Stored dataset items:
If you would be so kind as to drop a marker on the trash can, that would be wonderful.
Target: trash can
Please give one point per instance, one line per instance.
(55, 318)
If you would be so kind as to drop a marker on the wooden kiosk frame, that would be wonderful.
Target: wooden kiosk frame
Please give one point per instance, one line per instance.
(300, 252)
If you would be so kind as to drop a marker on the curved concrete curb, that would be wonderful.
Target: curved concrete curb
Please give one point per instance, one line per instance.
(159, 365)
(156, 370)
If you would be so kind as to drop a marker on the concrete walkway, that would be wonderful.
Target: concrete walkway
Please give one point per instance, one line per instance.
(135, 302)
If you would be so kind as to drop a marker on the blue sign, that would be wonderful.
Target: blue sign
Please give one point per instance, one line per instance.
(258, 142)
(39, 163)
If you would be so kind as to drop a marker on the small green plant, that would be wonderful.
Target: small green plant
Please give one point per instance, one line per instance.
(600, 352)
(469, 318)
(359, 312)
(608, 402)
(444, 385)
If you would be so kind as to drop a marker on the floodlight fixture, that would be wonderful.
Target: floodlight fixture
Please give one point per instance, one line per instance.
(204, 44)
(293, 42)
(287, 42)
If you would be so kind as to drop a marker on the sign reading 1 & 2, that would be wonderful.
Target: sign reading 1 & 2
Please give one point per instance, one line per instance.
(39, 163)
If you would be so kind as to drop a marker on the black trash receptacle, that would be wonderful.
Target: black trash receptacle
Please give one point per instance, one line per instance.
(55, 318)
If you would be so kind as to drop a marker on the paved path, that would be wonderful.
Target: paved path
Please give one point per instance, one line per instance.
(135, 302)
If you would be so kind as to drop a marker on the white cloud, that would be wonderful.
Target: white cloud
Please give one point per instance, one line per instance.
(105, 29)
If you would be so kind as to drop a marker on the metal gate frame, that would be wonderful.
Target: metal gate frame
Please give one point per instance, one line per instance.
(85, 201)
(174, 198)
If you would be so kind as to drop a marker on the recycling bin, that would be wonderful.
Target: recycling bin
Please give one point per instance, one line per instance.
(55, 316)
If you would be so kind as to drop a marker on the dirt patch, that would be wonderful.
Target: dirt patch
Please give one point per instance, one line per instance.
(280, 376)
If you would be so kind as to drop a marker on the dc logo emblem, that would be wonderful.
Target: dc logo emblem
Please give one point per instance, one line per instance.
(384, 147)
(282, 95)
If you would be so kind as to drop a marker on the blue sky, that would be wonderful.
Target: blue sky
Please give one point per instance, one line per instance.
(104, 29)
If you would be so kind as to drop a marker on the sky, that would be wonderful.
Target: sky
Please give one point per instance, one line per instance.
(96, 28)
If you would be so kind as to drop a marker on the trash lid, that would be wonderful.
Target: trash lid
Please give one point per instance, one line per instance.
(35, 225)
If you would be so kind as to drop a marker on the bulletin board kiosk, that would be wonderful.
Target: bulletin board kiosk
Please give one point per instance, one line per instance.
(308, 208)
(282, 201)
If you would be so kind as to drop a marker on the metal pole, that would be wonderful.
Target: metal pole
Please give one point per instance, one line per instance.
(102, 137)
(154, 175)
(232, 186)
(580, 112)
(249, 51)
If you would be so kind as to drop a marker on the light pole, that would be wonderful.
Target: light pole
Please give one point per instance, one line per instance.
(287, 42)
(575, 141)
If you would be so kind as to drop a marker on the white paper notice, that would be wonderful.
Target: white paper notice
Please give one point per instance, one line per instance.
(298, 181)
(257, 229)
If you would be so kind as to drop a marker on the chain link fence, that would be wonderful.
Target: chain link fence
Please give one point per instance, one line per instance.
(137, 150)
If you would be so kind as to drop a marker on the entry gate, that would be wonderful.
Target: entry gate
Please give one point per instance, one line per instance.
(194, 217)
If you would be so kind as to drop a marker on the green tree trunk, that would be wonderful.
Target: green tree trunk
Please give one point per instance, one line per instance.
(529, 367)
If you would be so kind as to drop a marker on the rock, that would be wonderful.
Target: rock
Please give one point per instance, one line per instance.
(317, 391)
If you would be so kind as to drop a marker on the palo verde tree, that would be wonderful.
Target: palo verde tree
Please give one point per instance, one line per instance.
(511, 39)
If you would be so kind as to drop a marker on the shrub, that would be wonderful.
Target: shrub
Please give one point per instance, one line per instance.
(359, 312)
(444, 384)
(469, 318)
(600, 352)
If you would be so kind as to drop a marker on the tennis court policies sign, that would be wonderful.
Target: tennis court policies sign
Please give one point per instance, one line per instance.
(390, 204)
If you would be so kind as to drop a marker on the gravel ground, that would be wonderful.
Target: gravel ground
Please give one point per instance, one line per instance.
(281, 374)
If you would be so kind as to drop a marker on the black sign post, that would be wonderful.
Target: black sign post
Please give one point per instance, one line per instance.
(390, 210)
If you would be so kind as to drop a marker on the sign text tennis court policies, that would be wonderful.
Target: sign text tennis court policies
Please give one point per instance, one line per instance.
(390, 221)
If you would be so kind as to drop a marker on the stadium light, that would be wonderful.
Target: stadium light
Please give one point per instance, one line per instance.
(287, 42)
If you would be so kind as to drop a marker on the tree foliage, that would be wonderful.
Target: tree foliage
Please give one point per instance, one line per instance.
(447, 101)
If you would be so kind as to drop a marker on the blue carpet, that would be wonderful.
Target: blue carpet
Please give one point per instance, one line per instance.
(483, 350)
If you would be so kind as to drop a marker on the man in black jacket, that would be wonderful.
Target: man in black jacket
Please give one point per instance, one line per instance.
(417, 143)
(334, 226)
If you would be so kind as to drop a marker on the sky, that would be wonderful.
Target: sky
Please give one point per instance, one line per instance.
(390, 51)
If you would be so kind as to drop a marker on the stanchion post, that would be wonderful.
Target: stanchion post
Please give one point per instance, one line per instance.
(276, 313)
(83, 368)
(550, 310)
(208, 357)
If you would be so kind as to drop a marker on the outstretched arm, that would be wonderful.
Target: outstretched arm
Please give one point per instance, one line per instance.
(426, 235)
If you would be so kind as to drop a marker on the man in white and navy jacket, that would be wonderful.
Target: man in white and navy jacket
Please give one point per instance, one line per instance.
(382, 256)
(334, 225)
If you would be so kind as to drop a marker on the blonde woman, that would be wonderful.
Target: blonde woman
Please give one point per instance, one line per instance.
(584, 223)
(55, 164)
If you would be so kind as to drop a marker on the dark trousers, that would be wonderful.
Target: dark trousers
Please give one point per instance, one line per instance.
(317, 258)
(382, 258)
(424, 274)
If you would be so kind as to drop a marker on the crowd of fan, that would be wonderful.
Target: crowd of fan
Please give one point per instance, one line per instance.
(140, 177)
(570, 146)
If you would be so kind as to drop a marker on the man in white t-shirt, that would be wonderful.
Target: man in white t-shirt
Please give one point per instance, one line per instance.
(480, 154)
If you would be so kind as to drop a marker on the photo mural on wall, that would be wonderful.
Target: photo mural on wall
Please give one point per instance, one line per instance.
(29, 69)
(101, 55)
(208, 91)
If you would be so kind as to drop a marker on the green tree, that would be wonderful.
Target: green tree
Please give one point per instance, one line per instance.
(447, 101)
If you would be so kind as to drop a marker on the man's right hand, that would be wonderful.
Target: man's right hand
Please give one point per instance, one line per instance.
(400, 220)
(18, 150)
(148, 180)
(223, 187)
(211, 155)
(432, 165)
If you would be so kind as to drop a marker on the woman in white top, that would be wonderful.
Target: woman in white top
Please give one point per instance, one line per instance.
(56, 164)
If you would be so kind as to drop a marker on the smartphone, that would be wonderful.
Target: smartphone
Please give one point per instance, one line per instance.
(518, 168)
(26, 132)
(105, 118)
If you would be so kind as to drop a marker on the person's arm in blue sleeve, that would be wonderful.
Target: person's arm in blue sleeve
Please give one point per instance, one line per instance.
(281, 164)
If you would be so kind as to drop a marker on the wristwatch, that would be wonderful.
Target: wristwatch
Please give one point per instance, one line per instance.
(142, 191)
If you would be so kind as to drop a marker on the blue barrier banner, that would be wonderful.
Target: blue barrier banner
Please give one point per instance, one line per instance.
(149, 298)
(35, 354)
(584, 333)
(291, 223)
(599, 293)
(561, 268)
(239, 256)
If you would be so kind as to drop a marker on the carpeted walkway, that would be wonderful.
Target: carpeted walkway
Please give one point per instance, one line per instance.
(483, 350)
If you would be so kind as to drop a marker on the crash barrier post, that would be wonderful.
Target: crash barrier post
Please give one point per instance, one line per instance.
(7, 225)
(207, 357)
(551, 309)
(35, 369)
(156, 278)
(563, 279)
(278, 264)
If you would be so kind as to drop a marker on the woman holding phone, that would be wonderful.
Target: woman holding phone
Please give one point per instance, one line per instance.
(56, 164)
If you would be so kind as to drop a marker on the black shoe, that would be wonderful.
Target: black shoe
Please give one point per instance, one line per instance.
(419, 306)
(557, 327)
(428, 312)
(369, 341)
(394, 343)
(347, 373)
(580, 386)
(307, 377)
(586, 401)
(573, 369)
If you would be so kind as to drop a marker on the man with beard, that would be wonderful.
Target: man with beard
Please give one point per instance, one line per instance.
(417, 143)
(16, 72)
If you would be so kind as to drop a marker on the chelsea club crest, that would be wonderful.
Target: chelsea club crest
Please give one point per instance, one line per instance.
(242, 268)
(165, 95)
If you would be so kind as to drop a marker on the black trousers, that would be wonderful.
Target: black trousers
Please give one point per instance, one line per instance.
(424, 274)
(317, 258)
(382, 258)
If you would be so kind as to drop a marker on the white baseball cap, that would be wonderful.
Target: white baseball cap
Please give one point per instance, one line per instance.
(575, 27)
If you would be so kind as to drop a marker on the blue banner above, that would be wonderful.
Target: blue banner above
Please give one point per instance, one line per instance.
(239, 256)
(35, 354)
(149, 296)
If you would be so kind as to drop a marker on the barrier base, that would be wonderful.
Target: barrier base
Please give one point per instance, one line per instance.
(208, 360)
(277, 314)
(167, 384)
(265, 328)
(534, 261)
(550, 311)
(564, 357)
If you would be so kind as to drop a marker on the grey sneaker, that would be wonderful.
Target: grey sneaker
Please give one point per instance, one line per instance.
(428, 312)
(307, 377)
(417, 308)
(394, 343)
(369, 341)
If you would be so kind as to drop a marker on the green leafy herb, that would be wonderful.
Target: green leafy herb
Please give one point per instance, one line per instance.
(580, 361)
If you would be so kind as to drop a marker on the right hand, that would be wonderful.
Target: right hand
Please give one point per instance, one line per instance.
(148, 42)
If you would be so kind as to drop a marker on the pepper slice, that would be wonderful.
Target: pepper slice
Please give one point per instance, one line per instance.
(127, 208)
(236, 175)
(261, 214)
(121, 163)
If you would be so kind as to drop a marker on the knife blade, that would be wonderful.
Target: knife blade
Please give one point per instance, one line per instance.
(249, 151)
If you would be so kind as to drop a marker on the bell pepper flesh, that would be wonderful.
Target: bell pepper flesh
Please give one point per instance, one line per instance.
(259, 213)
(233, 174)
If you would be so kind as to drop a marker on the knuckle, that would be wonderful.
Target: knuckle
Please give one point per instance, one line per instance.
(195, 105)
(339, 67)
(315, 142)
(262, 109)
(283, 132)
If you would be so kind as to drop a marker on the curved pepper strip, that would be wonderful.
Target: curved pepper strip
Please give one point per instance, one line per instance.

### What you are asked to do
Go through the records and count every line with the word "woman"; the answer is the number alone.

### Expected output
6